▶ _Stated exercise_: Please pick out every line below that contains the string "napkin", treating uppercase and lowercase as different, and copy each such line in full.

▶ _Input material_:
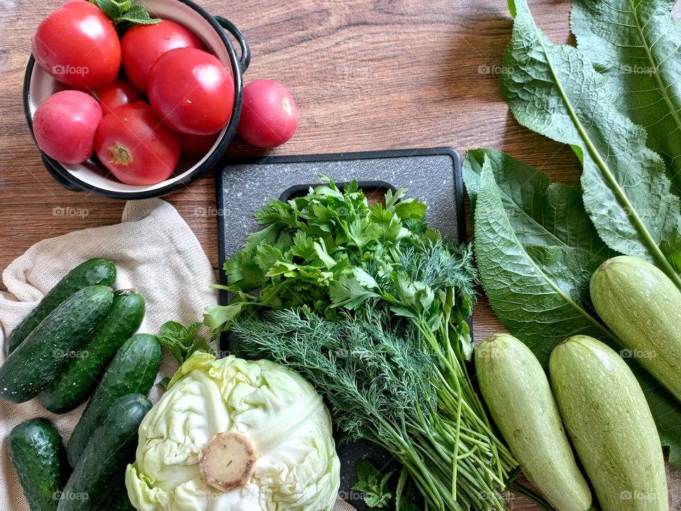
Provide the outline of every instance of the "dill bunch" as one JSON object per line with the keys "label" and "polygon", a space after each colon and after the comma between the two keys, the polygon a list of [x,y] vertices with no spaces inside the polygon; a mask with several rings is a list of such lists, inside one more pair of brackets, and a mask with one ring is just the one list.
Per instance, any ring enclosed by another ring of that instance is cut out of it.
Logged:
{"label": "dill bunch", "polygon": [[426,205],[388,192],[370,205],[331,180],[256,212],[263,229],[226,263],[232,293],[204,323],[243,354],[298,370],[338,427],[402,462],[431,509],[502,508],[515,466],[467,373],[471,249],[428,226]]}
{"label": "dill bunch", "polygon": [[348,438],[394,454],[430,509],[503,509],[498,490],[515,464],[511,455],[484,416],[465,405],[458,419],[439,411],[437,358],[387,309],[335,320],[272,310],[236,321],[232,332],[240,355],[284,364],[319,389]]}

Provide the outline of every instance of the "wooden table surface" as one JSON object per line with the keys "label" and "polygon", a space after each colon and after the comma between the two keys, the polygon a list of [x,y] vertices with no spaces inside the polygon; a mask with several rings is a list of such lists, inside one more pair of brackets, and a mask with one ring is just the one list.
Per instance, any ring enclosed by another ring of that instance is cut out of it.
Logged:
{"label": "wooden table surface", "polygon": [[[490,147],[555,180],[579,182],[570,148],[519,126],[502,98],[502,55],[512,28],[504,0],[200,3],[243,32],[253,54],[246,80],[276,79],[296,99],[298,131],[270,154],[452,146],[463,155],[468,148]],[[0,0],[0,268],[44,238],[116,223],[123,207],[55,182],[24,121],[21,89],[31,38],[60,4]],[[531,4],[550,38],[571,40],[569,2]],[[237,140],[228,154],[261,153]],[[217,271],[216,219],[203,213],[215,204],[212,173],[167,200]],[[470,224],[468,229],[470,233]],[[484,299],[474,320],[478,339],[502,328]],[[511,507],[536,509],[519,497],[511,498]]]}

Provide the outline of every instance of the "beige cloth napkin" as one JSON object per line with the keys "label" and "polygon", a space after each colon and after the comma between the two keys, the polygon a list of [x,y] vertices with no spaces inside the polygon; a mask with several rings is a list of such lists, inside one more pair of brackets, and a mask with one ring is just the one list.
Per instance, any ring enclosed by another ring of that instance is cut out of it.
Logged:
{"label": "beige cloth napkin", "polygon": [[[2,273],[7,289],[0,293],[0,346],[6,336],[69,270],[92,257],[105,257],[118,270],[118,289],[134,287],[145,297],[146,314],[140,331],[157,333],[170,319],[184,324],[200,320],[203,309],[217,302],[209,286],[215,282],[210,261],[199,241],[177,211],[160,199],[129,202],[121,223],[77,231],[43,240],[15,260]],[[0,349],[0,362],[4,361]],[[177,363],[164,354],[159,378],[171,376]],[[157,400],[155,385],[151,393]],[[7,454],[7,435],[26,419],[45,417],[65,441],[73,431],[84,407],[55,415],[37,399],[21,405],[0,401],[0,510],[30,511]],[[334,511],[354,511],[339,501]]]}

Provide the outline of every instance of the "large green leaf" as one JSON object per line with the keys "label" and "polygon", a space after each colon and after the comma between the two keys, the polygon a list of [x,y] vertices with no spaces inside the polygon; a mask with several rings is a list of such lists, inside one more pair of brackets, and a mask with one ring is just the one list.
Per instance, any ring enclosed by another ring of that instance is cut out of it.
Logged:
{"label": "large green leaf", "polygon": [[681,246],[679,199],[646,131],[611,101],[607,80],[577,48],[555,45],[525,0],[504,56],[502,90],[518,121],[570,144],[582,161],[584,204],[601,238],[658,265],[681,288],[674,258]]}
{"label": "large green leaf", "polygon": [[673,0],[575,0],[580,48],[604,75],[616,104],[648,130],[648,145],[681,191],[681,24]]}
{"label": "large green leaf", "polygon": [[588,300],[591,275],[604,258],[565,244],[521,243],[497,186],[494,175],[503,170],[495,172],[495,164],[485,160],[477,183],[475,246],[480,280],[499,318],[548,366],[551,351],[565,337],[607,334]]}
{"label": "large green leaf", "polygon": [[579,191],[551,182],[543,172],[502,151],[466,152],[463,176],[474,211],[485,159],[511,226],[523,245],[575,247],[601,256],[602,260],[616,255],[598,237]]}
{"label": "large green leaf", "polygon": [[[469,193],[475,198],[475,244],[480,278],[489,303],[509,330],[527,344],[546,366],[553,347],[576,334],[591,335],[617,349],[616,337],[601,324],[589,300],[589,282],[593,269],[602,256],[574,243],[583,240],[568,236],[565,243],[548,246],[525,245],[522,230],[516,233],[509,209],[504,204],[503,186],[497,186],[495,175],[511,176],[519,165],[528,171],[527,177],[542,185],[528,189],[541,189],[548,179],[538,170],[523,165],[498,153],[487,152],[480,172],[477,157],[485,153],[469,154],[465,164],[465,177]],[[503,162],[511,165],[499,167]],[[503,180],[502,180],[503,182]],[[567,197],[569,187],[560,187]],[[561,193],[558,193],[560,196]],[[524,200],[533,202],[529,193]],[[560,202],[560,197],[556,198]],[[569,200],[567,198],[563,200]],[[529,210],[526,204],[520,209]],[[585,216],[575,207],[570,214]],[[533,216],[543,224],[541,217]],[[519,224],[522,226],[523,224]],[[544,238],[550,241],[550,238]],[[655,419],[660,439],[670,448],[670,461],[681,470],[681,408],[678,402],[632,358],[626,359],[636,374]]]}

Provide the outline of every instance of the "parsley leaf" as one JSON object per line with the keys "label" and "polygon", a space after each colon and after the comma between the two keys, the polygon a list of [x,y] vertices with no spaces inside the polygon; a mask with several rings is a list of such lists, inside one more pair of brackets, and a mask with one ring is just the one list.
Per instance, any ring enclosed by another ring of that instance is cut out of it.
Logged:
{"label": "parsley leaf", "polygon": [[114,22],[115,25],[128,22],[142,25],[159,23],[158,18],[152,18],[139,4],[133,4],[132,0],[90,0]]}
{"label": "parsley leaf", "polygon": [[161,346],[182,365],[194,351],[204,351],[215,355],[209,339],[201,335],[203,323],[194,323],[184,326],[177,322],[167,322],[161,326]]}
{"label": "parsley leaf", "polygon": [[370,461],[360,460],[357,463],[358,481],[353,490],[362,492],[367,505],[372,508],[384,509],[392,500],[392,493],[388,488],[388,481],[393,472],[381,473]]}

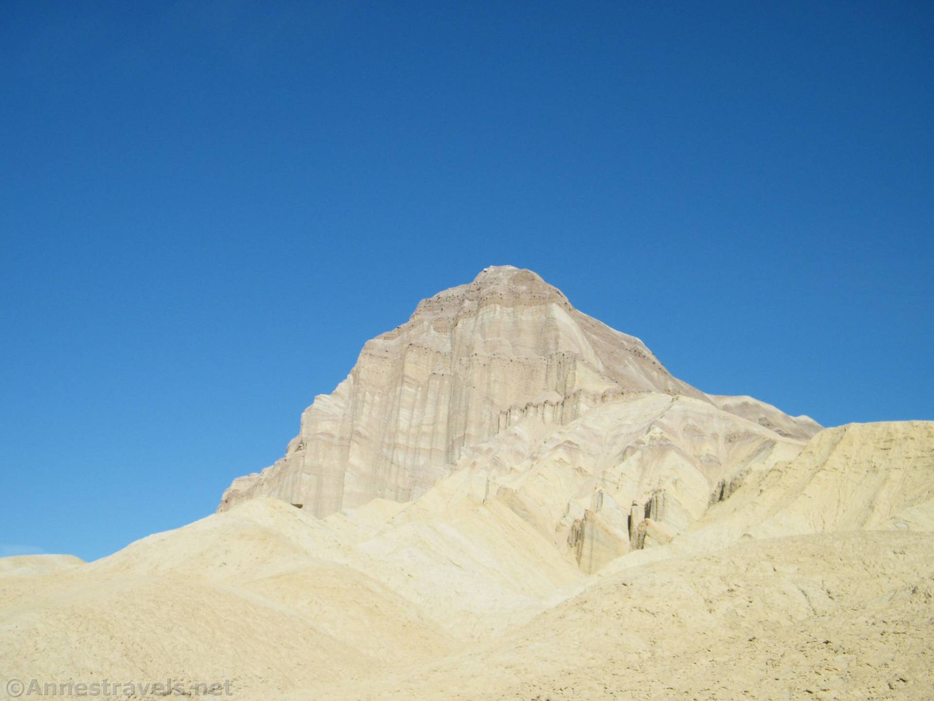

▶ _Full answer_:
Provide the outline of every instance of the "beige cloth napkin" as one JSON object per line with the keys "label" and "polygon", a space after each colon and after the comma between the two keys, the polygon a list of [x,y] vertices with no spaces inside the polygon; a mask with several rings is a list of such lists, inside one more pair of brackets, and a mask with one ring is just the one list.
{"label": "beige cloth napkin", "polygon": [[[2,273],[7,289],[0,293],[0,346],[6,336],[69,270],[92,257],[105,257],[118,270],[118,289],[134,287],[145,297],[146,314],[140,331],[157,333],[170,319],[184,324],[200,320],[203,309],[217,302],[209,286],[215,282],[210,261],[199,241],[177,211],[160,199],[129,202],[121,223],[77,231],[43,240],[15,260]],[[0,349],[0,362],[4,361]],[[177,363],[164,354],[159,378],[171,376]],[[157,400],[155,385],[151,393]],[[7,454],[7,435],[26,419],[45,417],[65,441],[73,431],[84,407],[55,415],[37,399],[21,405],[0,401],[0,510],[30,511]],[[334,511],[354,511],[339,501]]]}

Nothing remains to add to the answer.